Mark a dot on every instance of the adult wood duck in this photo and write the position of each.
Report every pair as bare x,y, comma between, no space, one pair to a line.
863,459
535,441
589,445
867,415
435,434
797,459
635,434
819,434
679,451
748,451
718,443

· · · ·

§ WHAT THE EXERCISE ASKS: Output the items above as a two-column CSV with the header row instruction,output. Give one row per item, with the item's text under instruction and its answer under output, each in a single quoted field with line breaks replaced by spaces.

§ THE REPLY:
instruction,output
"Mark a dot on every instance of the adult wood duck in this photo and write the position of each. Report every pair as bare x,y, comma between, no space, one pair to a line.","863,459 535,441 589,445 867,415 435,434 797,459 635,434 819,434 679,451 748,451 718,443"